## Work required
Pull out every line below that holds the word "soccer".

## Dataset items

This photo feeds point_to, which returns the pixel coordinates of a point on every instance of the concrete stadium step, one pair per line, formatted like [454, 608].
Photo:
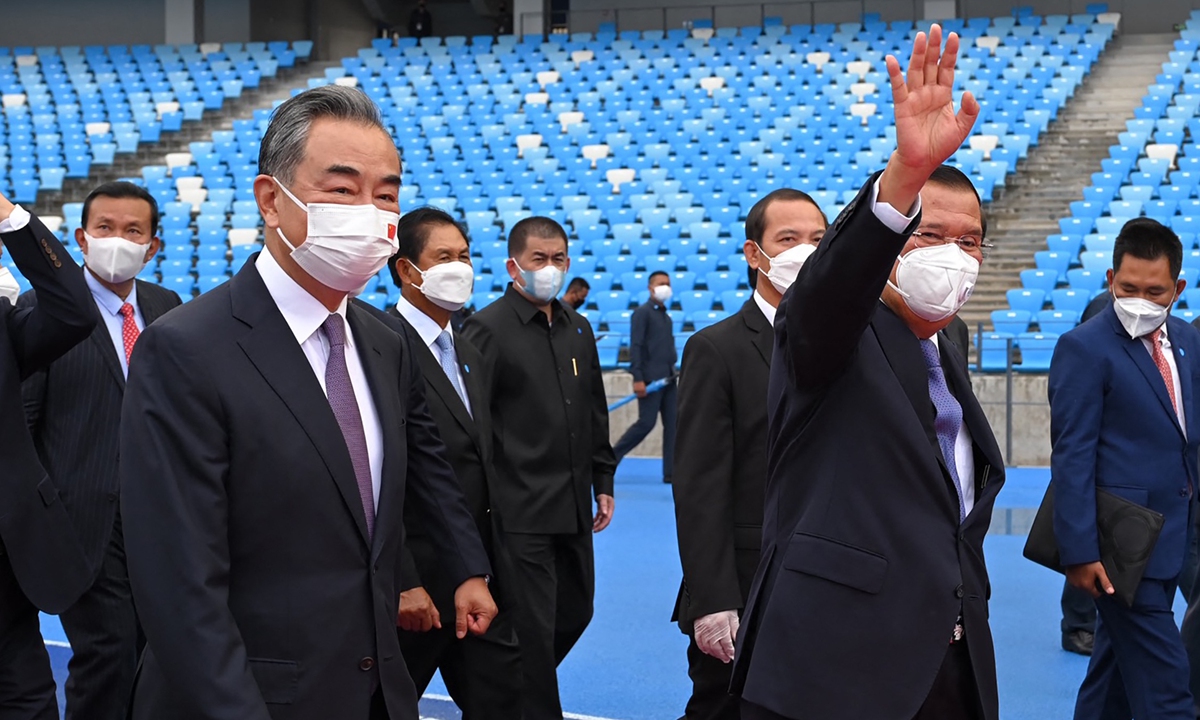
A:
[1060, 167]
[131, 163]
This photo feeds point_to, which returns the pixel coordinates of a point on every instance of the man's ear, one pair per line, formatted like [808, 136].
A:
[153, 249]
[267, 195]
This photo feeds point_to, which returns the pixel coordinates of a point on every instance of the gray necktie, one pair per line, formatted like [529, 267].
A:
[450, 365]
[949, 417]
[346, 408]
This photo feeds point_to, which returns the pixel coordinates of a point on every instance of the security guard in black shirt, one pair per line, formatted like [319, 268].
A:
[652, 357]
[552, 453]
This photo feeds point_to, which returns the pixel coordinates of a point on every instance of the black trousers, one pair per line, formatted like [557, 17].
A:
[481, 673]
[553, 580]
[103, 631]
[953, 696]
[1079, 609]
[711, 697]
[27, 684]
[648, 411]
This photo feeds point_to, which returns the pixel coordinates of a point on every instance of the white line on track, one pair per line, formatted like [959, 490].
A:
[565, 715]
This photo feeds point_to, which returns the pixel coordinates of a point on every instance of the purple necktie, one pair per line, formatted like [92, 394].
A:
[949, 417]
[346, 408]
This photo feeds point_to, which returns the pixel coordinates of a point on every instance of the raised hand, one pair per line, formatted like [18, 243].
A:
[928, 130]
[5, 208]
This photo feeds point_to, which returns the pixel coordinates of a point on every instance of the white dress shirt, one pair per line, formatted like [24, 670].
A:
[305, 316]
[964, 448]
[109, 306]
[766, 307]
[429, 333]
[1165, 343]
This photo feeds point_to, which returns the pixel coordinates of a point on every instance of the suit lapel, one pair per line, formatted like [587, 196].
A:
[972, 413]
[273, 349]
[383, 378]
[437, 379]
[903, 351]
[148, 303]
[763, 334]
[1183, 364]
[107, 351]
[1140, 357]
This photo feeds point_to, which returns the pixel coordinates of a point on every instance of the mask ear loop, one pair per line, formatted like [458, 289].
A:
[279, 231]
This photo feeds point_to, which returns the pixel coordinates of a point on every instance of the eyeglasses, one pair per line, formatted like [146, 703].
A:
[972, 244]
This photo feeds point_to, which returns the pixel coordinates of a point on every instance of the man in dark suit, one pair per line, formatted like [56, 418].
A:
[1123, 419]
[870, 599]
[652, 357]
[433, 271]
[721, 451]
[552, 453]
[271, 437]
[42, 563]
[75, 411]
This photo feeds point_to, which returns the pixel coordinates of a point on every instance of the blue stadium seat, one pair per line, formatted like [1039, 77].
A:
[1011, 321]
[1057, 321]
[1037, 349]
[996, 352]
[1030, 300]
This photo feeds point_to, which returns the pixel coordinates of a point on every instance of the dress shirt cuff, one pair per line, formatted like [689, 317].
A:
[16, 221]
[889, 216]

* * *

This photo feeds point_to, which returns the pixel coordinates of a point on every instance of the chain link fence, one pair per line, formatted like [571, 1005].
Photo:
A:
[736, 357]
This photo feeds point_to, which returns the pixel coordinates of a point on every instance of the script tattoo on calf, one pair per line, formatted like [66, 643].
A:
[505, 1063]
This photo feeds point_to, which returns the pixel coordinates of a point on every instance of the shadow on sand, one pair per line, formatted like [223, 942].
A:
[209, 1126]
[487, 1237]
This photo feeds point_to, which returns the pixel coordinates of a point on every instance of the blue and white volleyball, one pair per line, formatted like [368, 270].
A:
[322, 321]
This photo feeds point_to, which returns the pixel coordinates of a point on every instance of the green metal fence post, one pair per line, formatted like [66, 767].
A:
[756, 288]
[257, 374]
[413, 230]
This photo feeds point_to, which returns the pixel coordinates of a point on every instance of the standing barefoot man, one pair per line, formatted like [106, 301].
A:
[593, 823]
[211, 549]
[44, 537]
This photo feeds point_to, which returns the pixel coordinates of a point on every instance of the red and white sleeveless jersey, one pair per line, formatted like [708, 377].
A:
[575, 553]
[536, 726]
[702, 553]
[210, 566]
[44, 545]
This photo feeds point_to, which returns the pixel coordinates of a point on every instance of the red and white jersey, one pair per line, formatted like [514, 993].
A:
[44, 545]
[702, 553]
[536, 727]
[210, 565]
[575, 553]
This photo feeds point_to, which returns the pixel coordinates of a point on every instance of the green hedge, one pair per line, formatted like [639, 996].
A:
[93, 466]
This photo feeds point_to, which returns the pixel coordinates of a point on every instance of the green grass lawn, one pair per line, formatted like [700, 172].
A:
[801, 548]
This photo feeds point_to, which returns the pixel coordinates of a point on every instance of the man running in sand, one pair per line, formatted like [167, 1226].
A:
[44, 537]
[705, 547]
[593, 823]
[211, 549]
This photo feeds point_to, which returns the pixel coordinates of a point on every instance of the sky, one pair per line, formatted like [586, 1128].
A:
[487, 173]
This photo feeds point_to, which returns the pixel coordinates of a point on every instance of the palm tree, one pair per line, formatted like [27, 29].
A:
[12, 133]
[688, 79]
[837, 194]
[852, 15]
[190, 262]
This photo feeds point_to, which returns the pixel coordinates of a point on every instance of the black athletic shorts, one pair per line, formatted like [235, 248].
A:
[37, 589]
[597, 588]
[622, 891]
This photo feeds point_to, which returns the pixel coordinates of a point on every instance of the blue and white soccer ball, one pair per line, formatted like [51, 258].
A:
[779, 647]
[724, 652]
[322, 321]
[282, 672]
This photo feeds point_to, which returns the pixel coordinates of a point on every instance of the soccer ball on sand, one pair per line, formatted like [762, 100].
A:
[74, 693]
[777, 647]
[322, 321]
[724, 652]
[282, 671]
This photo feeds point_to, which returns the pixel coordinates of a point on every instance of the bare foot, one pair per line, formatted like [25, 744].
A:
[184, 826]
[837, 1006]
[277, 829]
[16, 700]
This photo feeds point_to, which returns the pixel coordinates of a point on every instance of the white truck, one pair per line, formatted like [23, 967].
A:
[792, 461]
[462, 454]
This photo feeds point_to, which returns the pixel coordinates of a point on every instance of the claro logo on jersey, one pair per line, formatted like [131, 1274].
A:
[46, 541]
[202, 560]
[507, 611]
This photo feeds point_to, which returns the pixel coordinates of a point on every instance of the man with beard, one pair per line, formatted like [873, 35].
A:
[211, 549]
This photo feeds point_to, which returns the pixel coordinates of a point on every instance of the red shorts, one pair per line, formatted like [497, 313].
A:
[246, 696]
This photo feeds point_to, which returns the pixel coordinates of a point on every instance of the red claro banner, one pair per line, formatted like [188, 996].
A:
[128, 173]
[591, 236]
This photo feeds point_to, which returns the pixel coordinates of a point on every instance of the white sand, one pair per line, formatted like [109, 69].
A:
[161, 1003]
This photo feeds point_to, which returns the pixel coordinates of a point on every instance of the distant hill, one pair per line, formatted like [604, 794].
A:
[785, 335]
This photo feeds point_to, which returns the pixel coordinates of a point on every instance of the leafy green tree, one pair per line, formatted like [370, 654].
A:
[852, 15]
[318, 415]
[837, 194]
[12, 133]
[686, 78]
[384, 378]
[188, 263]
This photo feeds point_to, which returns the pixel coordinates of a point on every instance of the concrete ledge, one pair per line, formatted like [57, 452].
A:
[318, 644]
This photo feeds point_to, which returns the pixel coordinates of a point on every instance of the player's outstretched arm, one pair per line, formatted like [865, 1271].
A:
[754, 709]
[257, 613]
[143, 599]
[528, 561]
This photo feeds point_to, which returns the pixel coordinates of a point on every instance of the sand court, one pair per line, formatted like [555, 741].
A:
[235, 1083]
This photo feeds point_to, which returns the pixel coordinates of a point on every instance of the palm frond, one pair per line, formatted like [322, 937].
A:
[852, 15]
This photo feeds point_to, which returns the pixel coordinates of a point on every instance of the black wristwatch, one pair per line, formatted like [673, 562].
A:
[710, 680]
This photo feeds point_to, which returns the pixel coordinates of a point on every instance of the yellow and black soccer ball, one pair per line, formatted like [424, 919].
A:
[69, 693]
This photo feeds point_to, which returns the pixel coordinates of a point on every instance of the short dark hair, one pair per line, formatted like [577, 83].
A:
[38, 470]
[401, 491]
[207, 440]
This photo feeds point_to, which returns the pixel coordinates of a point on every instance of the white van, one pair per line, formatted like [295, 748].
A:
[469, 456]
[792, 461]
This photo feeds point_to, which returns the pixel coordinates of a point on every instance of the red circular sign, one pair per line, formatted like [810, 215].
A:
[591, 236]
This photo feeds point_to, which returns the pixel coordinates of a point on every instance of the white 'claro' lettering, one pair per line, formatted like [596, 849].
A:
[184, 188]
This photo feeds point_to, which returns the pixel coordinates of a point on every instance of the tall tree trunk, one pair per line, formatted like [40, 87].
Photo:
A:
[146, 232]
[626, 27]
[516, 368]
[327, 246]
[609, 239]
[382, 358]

## Output of the exercise
This photo feeds point_to, which returns the pixel coordinates of a point on every instance of the blue and white soccer ball, one pair per line, formatted like [51, 258].
This photo feeds point_to, which returns the pixel coordinates of a point on every instance of the soccer ball on sand, one pair per line, formatted like [762, 100].
This photo feeds point_to, which returns the pixel coordinates of a point on every instance of the yellow and black soccer ball, one pair per line, formatted like [424, 919].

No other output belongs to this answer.